* Exercise tasks:
1. Summarize the article on Divvy ridership reporting in two sentences.
2. According to the article on Divvy ridership reporting, how many trips had the station at 56th Street and Halsted actually seen this year?
3. Reproduce the article on Divvy ridership reporting from "However, more recent" up to and including "trips this year.".

[Document excerpt Boundary: Start]

Once Again, DNAinfo Lowballs Ridership for a New South Side Divvy Station
I appreciate DNAinfo’s efforts in crunching Divvy ridership data to produce a series on usage patterns in neighborhoods like Uptown, Logan Square, and Lakeview. However, their method has resulted in a couple of articles that dramatically underreported the number of rides taken to and from new South Side stations.
On Friday morning, DNA ran a piece by Andrea V. Watson that initially claimed Englewood’s five bike-share stations have only been used a total of 267 times since they opened this spring. The station at 56th Street and Halsted has seen a mere 22 trips, Watson reported.
After I double checked the numbers with Divvy management and the Chicago Department of Transportation, it became clear that the DNA numbers only accounted for rides taken by June 30. That’s the latest date for which ridership data is available for download on the bike-share system’s website.
However, more recent data was readily available from CDOT and Divvy, if DNA had asked for it. It turns out that the five stations were actually used a total of 798 times by September 30, about three times what DNA reported. The station at 56th and Halsted has actually seen 107 trips this year.
While it’s true the Englewood ridership numbers are low, they’re not nearly as dismal as what Watkins originally stated. DNA eventually edited the piece to note that their initial numbers only covered the roughly 2.5-month period between station installment and June 30, and they updated the article with the more recent numbers.
This morning, DNA made the same mistake again. An article by Sam Cholke about Divvy use in South Shore included the interesting observation that most local residents are using the bikes within the neighborhood, or to get to the lakefront or Hyde Park.
However, the piece stated that a station at Jeffery Boulevard and 76th Street, one of the southernmost in the system, has gotten little use, “with 70 rides so far this year.” “Perhaps downtown is just too much of a slog from Jeffery Boulevard and 76th Street,” the author theorized, noting that the station is mostly used for trips to or from seven stations in or near Jackson Park.
That figure also seemed suspiciously low, so I checked it with Divvy general manager Elliot Greenberger. Again, it turns out that DNA only used numbers for trips taken by June 30. Since the 76th and Jeffery station debuted on April 23, what Cholke called “so far this year” was really only about nine weeks. Here are the more recent figures for the station:
With 195 trips taken to or from the station this year, ridership is – once again – nearly three times what DNA reported. It’s low, but it’s not that low.
As with the Englewood article, analyzing ridership data for a roughly two-month period after a station debuts isn’t very useful. And when an article suggests state that those numbers represent the entire year, that’s misinformation.
That said, CDOT and Divvy could help prevent this problem in the future by releasing ridership numbers more frequently. Currently, Chicago bike-share data is only released to the public twice a year, so only the first two quarters of 2015 are currently available on the Divvy site.
Instead, they should release the data each quarter, at a minimum. Washington D.C.’s Capital Bikeshare and New York’s Citi Bike are both operated by Motivate, the same parent company as Divvy, and they release data more frequently than Divvy. In D.C., it’s released every quarter, and in NYC it’s released each month.

[Document excerpt Boundary: End]
[Records shown Boundary: Start]

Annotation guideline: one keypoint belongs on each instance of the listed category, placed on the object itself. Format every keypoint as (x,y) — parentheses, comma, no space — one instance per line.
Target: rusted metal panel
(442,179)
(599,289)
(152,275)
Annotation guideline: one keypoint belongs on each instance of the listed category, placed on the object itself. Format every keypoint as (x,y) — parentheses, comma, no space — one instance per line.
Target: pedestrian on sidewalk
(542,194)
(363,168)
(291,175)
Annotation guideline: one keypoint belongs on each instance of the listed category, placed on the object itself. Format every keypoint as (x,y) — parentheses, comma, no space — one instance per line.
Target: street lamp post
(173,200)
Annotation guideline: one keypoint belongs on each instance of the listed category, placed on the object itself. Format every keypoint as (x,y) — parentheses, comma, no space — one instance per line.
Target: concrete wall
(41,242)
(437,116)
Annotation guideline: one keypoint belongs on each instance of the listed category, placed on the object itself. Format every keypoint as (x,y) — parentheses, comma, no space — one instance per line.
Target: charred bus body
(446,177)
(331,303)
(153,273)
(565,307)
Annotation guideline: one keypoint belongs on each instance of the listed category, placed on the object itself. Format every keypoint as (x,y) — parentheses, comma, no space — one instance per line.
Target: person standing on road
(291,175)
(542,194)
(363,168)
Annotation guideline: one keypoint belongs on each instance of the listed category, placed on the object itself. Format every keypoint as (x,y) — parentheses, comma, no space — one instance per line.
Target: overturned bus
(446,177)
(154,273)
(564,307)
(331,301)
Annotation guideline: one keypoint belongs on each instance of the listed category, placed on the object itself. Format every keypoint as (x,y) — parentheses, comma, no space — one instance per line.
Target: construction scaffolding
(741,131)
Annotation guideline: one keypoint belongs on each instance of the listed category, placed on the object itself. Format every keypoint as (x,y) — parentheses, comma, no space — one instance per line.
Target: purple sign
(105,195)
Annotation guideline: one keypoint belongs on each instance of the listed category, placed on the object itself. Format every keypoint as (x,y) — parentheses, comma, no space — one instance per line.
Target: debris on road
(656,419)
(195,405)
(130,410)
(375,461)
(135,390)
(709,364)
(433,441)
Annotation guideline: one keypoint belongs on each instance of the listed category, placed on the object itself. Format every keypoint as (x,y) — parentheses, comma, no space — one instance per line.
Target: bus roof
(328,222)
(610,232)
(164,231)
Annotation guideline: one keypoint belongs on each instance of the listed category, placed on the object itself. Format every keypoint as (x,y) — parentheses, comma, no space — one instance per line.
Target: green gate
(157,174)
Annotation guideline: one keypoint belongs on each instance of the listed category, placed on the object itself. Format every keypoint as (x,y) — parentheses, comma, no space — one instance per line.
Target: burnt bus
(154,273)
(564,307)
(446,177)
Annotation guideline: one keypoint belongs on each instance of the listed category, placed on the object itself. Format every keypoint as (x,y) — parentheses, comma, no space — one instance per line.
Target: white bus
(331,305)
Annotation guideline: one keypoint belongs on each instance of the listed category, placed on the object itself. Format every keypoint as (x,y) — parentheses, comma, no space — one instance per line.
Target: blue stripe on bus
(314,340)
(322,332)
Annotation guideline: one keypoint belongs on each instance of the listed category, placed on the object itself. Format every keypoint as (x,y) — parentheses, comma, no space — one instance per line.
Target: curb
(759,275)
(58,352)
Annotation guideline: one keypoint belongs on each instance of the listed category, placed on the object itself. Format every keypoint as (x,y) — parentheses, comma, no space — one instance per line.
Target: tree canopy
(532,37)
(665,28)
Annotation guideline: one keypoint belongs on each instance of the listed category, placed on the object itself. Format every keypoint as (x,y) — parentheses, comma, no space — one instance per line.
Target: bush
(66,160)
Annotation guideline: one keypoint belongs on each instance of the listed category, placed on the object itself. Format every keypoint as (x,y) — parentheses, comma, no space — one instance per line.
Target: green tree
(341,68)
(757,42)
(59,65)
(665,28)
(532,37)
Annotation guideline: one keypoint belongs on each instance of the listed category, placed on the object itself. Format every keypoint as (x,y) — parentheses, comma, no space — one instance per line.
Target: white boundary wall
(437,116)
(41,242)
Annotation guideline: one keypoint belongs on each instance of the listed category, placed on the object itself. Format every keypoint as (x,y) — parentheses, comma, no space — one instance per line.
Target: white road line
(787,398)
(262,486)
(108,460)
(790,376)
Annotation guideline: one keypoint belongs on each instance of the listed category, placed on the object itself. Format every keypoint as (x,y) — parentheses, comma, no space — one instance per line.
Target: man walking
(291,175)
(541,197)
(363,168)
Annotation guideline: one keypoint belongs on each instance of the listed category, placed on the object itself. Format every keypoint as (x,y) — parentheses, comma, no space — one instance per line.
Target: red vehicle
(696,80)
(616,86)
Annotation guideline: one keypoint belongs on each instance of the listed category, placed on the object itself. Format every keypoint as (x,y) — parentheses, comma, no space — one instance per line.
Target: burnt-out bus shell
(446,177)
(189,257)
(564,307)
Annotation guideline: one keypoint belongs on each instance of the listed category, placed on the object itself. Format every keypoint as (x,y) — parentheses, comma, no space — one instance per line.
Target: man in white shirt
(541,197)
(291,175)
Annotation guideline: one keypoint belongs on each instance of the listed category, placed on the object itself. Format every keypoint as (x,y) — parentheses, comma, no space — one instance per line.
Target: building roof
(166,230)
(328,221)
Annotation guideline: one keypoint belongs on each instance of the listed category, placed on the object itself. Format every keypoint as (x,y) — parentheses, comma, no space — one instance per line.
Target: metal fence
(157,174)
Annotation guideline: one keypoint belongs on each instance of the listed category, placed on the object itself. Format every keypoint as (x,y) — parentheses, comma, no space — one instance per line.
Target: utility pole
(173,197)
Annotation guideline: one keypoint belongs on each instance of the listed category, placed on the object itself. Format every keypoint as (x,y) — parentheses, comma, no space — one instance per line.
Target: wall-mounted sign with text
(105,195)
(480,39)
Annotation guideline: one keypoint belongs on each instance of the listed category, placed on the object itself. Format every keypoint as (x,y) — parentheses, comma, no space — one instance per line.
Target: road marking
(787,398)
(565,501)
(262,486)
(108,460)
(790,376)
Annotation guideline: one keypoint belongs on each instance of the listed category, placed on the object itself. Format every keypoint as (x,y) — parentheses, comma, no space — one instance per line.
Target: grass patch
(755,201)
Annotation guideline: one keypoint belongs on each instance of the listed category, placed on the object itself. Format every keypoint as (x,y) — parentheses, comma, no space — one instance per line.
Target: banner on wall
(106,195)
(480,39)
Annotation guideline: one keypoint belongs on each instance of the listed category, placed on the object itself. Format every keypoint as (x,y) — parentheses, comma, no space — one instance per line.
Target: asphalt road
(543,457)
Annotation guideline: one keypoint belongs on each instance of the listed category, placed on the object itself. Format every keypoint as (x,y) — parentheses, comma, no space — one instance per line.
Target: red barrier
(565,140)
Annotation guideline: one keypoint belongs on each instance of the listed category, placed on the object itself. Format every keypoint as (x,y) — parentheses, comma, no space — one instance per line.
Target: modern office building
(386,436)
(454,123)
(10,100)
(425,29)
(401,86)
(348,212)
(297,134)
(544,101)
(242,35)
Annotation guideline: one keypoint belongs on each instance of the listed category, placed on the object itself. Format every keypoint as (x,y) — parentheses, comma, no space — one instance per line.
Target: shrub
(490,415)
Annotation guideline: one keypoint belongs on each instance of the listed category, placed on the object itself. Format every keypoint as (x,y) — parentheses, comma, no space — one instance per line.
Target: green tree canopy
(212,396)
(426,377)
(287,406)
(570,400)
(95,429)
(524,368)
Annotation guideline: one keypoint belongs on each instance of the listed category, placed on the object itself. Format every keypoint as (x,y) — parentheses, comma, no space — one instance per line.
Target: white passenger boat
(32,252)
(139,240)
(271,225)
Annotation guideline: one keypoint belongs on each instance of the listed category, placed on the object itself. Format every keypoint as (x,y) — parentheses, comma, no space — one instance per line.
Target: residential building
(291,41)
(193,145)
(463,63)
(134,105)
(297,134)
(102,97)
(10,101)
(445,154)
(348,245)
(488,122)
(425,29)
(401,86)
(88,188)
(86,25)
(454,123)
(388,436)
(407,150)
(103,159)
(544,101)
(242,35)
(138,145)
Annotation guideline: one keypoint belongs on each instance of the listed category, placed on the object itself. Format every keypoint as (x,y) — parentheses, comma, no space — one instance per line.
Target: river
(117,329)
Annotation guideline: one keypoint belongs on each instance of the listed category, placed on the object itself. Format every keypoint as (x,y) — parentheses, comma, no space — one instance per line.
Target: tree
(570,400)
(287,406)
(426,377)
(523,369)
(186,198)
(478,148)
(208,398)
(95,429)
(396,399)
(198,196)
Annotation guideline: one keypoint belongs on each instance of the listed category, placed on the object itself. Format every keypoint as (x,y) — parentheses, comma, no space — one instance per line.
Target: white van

[Records shown Boundary: End]

* Replies:
1. The article argues that DNAinfo twice underreported ridership at new South Side Divvy stations because it counted only trips taken by June 30, while more recent figures were roughly three times higher. It recommends that CDOT and Divvy release ridership data at least every quarter, noting that Washington D.C. and New York release their bike-share data more often.

2. 107 trips.

3.
However, more recent data was readily available from CDOT and Divvy, if DNA had asked for it. It turns out that the five stations were actually used a total of 798 times by September 30, about three times what DNA reported. The station at 56th and Halsted has actually seen 107 trips this year.